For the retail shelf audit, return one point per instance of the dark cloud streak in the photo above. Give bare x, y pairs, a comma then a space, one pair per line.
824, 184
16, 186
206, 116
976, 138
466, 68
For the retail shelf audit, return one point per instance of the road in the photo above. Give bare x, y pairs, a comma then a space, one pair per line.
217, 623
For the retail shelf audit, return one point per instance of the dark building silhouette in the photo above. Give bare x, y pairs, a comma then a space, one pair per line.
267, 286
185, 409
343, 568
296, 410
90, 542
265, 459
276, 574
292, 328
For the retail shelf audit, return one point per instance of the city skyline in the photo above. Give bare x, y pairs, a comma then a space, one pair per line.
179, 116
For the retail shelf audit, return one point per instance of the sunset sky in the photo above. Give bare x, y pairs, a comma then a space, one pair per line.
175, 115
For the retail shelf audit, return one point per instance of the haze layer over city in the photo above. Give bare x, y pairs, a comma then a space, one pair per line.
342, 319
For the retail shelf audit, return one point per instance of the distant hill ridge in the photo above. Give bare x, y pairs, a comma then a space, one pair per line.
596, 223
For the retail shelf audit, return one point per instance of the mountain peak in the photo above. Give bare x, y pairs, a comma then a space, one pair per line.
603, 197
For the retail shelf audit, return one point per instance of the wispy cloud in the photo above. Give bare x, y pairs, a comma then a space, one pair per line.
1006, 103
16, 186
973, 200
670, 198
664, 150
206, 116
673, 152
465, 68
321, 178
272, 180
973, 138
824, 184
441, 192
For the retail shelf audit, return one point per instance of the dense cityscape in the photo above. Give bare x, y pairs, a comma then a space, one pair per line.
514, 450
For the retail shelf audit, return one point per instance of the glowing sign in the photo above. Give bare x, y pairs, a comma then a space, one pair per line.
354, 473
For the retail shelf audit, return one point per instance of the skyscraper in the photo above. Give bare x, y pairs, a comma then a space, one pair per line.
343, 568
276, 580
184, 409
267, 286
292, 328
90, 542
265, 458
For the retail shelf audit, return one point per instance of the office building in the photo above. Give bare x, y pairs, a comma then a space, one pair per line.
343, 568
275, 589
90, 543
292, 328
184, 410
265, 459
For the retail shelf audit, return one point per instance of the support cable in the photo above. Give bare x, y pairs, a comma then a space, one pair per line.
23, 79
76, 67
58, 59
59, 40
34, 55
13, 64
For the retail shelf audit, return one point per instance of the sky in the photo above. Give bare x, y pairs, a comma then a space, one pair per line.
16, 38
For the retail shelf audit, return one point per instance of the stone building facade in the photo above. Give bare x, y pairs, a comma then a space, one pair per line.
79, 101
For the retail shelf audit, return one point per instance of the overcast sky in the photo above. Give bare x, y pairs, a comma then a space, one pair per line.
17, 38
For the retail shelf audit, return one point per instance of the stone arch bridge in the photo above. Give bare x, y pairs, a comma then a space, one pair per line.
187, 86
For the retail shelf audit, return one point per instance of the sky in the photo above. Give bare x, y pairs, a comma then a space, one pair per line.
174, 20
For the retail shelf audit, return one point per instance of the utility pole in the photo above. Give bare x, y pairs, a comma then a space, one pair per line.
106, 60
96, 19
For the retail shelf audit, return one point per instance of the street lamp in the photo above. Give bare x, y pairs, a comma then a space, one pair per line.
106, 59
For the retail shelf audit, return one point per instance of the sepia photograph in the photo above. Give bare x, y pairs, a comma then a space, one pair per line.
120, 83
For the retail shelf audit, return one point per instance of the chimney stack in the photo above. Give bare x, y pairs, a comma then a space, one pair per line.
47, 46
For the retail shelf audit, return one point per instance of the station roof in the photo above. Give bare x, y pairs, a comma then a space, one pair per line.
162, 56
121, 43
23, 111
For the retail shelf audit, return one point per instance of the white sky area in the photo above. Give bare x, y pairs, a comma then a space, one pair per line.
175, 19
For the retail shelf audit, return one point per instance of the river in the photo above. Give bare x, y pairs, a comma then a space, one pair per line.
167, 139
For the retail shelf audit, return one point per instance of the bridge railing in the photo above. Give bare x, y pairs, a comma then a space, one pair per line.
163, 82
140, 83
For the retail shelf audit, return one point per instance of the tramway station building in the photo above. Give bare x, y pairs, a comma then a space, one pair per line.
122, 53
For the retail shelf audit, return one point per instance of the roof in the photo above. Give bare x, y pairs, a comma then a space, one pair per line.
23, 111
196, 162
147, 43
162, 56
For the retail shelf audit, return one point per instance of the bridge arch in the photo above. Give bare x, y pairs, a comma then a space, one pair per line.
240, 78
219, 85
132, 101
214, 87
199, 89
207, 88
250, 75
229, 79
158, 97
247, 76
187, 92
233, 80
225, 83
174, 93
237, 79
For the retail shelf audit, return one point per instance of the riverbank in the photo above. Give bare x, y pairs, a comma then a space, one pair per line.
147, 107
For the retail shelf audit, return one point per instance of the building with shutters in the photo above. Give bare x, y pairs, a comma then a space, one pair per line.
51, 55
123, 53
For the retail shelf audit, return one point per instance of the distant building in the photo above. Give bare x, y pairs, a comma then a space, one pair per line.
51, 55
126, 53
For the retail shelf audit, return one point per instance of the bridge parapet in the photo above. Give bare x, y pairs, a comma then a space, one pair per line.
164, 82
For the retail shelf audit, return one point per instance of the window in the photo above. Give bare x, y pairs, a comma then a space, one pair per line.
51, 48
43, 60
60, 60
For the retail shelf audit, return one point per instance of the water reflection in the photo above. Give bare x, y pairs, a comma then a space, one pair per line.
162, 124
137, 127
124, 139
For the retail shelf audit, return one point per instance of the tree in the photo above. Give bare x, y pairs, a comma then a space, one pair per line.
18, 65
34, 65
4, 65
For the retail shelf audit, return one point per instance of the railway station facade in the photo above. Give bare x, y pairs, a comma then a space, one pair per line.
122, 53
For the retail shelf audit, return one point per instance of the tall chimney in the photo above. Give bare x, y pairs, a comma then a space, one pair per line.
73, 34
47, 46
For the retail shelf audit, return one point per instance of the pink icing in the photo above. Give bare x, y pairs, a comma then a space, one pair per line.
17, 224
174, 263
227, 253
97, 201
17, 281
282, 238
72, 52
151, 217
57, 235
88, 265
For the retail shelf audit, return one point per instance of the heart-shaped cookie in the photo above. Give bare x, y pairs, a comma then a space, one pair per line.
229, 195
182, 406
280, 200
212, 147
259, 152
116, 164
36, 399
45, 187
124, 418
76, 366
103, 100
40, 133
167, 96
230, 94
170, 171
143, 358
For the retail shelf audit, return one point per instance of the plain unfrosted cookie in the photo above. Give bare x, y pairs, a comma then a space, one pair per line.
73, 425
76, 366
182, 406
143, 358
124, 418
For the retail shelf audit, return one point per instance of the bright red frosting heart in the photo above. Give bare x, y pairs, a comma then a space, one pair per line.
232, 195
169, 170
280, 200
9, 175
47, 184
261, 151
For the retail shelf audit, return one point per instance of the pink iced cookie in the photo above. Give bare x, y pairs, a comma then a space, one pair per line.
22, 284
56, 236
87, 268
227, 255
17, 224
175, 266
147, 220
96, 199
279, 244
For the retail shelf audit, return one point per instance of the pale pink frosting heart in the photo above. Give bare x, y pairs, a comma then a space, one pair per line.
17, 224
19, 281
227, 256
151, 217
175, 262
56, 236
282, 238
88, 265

* * *

[Exercise directions] Write the records out once more. Each line must match.

[Exercise answer]
For the retail shelf audit, return one point per instance of the dark cloud streak in the photo above. Give bare x, y pairs, a comma then a space, one pair per line.
824, 184
16, 186
206, 116
976, 138
466, 68
For the retail shelf audit, return one point per instance of the road in the photo above. Give bare x, y pairs, a comma then a space, one pair per line.
217, 623
For the retail shelf audit, return one point per instance of the dark building silhouette in the photo above. Give bare x, y pairs, a comma then a space, one pair per line.
267, 286
185, 409
343, 568
296, 410
90, 542
265, 459
276, 574
292, 328
For the retail shelf audit, return one point per instance of the city skyline in the photo above. Give bare x, y pairs, a comma then a space, one pair per line.
179, 116
For the retail shelf audit, return one point per instance of the sunset sky in the photo above. Give bare x, y pairs, a comma then a space, one pair per line.
175, 115
For the retail shelf audit, return one point per instance of the haze layer over city in the photo above. Give bare x, y pairs, a comma then a space, one pair per line.
342, 319
For the retail shelf audit, return one point per instance of the distant hill ridge in the photo above. Give bare x, y pairs, a comma then a space, one pair per line.
596, 223
For the retail shelf audit, return one point per instance of the mountain peak in the photo above. Give bare x, y pairs, a comma then a space, one pair per line.
603, 197
For the retail shelf audit, return one point per instance of the wispy cloud in the photo above. Give bare x, y pairs, a comma then a space, one pair per line.
1006, 103
16, 186
973, 200
670, 198
664, 150
206, 116
673, 152
465, 68
321, 178
272, 180
973, 138
824, 184
441, 192
For the retail shelf audit, return one point per instance of the dense cityscape in the photo above. Give bare x, y pairs, a comma then a space, one pair per line.
514, 450
For the retail shelf audit, return one point per instance of the glowing sign in the photo above. Give bare x, y pairs, a comma then a space, one pair per line.
354, 473
For the retail shelf audit, return one point per instance of the skyscraper in the photo above. Give bare x, y pairs, a comma then a space, one pair per line.
343, 568
276, 580
184, 409
267, 286
292, 328
90, 542
265, 458
For the retail shelf audit, return one point per instance of the office building in the photo above. Give bare x, y pairs, a comma then a space, one pair per line.
343, 568
275, 589
90, 543
292, 328
184, 410
265, 459
For the retail shelf audit, return one point per instance of the support cable in the photo above. Give bare x, y pairs, a comma then a space, one pair per line.
23, 79
76, 67
58, 59
59, 40
34, 55
13, 64
For the retail shelf audit, return one point per instance of the sky in the photo above. Give bare x, y pairs, a comma then a space, one pair per line.
16, 38
For the retail shelf audit, return one point per instance of the stone building facade in the photo above. Give bare x, y pairs, a comma then a space, one pair per line.
79, 101
For the retail shelf audit, return one point per instance of the overcast sky in the photo above. Give bare x, y pairs, a comma then a space, one pair per line.
17, 38
For the retail shelf audit, return one point per instance of the stone arch bridge in the photo above. Give bare x, y pairs, a comma then a space, one pair per line.
187, 86
For the retail shelf audit, return one point per instance of the sky in the photo above. Give bare x, y pairs, a comma then a space, one pair per line.
174, 20
For the retail shelf audit, return one point per instance of the utility pole in the photo above. Give bare x, y pairs, a comma then a space, one pair per line.
106, 60
96, 19
For the retail shelf audit, return one point per instance of the street lamp in the photo above. Give bare x, y pairs, a comma then a space, one pair per line.
106, 59
For the retail shelf audit, return one point per instance of the sepia photograph in the photo above. Give bare x, y pairs, a comma then a space, one pair per line.
120, 83
For the retail shelf audit, return one point per instance of the chimney stack in the photo above. Give bare x, y pairs, a comma then a space, one pair per line.
47, 46
For the retail shelf audit, return one point per instance of the station roof in the photo above. Give bare x, y pairs, a comma then a space, one pair per line.
162, 56
121, 43
23, 111
For the retail shelf audit, return one point per instance of the white sky area in the photo above. Give bare x, y pairs, a comma then a space, one pair per line.
175, 19
For the retail shelf audit, return one point per instance of the river in the photo above. Give bare x, y pairs, a comma then a space, one pair per line.
167, 139
For the retail shelf audit, return one point per instance of the bridge railing in the photo above. Give bare x, y pairs, a comma then a space, one pair per line.
163, 82
140, 83
For the retail shelf audit, return one point per instance of the tramway station building in the photo above. Give bare x, y pairs, a comma then a space, one pair per line.
122, 53
For the retail shelf audit, return one point per instance of the roof in the photo above. Give bare x, y pairs, a comma then a space, one pair per line.
23, 111
196, 162
147, 43
162, 56
For the retail shelf audit, return one point per instance of the bridge arch in the photo above. Give bare x, y pairs, a comma then a space, one pair per line.
240, 78
219, 85
132, 101
214, 87
199, 89
207, 88
250, 75
229, 79
158, 97
247, 76
187, 92
233, 80
225, 83
174, 93
237, 79
For the retail shelf audit, return one point per instance of the riverbank in the photo above. Give bare x, y pairs, a comma then a space, one pair per line.
147, 107
For the retail shelf audit, return one point per instance of the building with shutters in the photo above. Give bare x, y pairs, a comma then a space, one pair per line.
51, 55
123, 53
For the retail shelf audit, return one point per instance of the distant building in the photo above. Give bare x, y pairs, a comma then a space, one pair per line.
51, 55
126, 53
For the retail shelf audit, return one point per instance of the bridge parapet in the photo above. Give bare x, y pairs, a comma then a space, one pair per line.
164, 82
For the retail shelf audit, return one point per instance of the window in the photo above. Give bare x, y pairs, a comma then a space, one pair per line.
51, 48
43, 60
60, 60
For the retail shelf audit, return one point per instance of the water reflection in the photo above. Give bare x, y pairs, a comma then a space, one pair per line.
162, 124
137, 127
124, 139
For the retail shelf audit, return one point per instance of the tree in the photo above. Give bare x, y pairs, a comma then a space, one pair per line.
18, 65
34, 65
4, 65
For the retail shelf audit, return one point per instance of the railway station facade in the photo above. Give bare x, y pairs, a comma then a space, one pair per line.
122, 53
For the retail shelf audit, return one point per instance of the tall chimney in the photo above. Give bare x, y pairs, a comma then a space, one pair per line.
73, 34
47, 46
For the retail shelf audit, return one point per instance of the pink icing in the photo above. Give bare x, y pairs, a comma then a space, one pair per line.
17, 224
174, 263
227, 253
97, 201
17, 281
282, 238
72, 52
151, 217
57, 235
88, 265
For the retail shelf audit, return one point per instance of the heart-shaped cookie in the photo above. Give bare x, y pairs, a comma then a space, one pair per line.
229, 195
182, 406
280, 200
212, 147
259, 152
116, 164
36, 399
45, 187
124, 418
76, 366
103, 100
40, 133
167, 96
230, 94
170, 171
143, 358
For the retail shelf audit, return one point per instance of the plain unfrosted cookie in the photo above. Give bare x, y pairs, a comma then a space, one pair per line.
73, 425
76, 366
182, 406
143, 358
124, 418
For the retail shelf audit, return one point per instance of the bright red frosting heart in the photo above. Give bare x, y pairs, a comma then a space, one pair per line.
232, 195
169, 170
280, 200
9, 175
47, 184
261, 151
For the retail shelf audit, return one point per instance of the pink iced cookie in the photo above. Give bare x, y pairs, a comma then a space, one pair per line.
22, 284
56, 236
87, 268
227, 255
17, 224
175, 266
147, 220
96, 199
279, 244
For the retail shelf audit, return one point per instance of the pale pink frosting heart in the photo above. Give bare x, y pairs, a comma then a space, one pair per line.
17, 224
19, 281
227, 256
151, 217
175, 262
56, 236
282, 238
88, 265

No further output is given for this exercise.